Instruction
Please count the lines in the items below that contain the string "Target" and give only that number.

Pointing dataset items:
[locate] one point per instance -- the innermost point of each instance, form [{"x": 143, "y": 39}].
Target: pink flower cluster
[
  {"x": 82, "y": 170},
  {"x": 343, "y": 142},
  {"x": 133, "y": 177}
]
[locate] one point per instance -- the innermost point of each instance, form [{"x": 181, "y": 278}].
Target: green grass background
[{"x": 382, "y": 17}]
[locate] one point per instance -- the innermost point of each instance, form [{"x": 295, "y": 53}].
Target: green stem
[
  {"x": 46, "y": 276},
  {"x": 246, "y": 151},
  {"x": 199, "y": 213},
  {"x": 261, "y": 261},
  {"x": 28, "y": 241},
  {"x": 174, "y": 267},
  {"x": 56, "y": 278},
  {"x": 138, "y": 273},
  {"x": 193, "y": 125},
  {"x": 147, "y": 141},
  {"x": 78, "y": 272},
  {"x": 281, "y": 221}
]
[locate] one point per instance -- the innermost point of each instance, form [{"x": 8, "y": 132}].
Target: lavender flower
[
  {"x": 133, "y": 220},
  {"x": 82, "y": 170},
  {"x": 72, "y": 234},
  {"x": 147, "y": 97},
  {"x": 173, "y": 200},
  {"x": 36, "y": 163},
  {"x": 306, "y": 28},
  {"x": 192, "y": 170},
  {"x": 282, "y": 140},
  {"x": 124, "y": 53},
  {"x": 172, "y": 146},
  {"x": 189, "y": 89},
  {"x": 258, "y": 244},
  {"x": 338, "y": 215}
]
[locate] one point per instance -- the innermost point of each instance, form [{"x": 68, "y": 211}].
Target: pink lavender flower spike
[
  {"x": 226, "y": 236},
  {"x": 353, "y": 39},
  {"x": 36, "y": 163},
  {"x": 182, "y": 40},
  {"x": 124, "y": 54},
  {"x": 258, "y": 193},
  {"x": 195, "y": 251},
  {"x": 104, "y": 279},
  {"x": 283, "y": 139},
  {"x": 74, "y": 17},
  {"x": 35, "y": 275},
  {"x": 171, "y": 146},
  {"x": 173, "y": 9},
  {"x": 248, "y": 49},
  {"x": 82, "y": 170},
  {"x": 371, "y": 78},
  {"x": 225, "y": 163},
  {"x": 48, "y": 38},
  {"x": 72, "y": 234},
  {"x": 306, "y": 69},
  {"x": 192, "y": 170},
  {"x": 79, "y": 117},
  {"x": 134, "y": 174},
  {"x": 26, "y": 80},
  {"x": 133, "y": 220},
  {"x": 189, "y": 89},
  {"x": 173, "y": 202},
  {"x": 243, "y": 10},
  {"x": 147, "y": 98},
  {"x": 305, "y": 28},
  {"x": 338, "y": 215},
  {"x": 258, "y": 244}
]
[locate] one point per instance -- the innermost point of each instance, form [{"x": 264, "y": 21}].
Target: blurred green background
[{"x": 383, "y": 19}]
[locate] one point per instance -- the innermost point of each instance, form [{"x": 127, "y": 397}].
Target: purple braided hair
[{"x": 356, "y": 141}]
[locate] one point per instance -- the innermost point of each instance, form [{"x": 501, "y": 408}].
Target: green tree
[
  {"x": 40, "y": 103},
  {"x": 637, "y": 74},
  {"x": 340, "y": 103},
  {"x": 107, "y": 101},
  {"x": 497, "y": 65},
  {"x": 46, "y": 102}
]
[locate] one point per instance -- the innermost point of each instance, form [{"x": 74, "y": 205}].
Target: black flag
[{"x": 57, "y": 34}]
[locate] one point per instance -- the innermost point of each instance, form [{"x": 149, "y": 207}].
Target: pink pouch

The completed task
10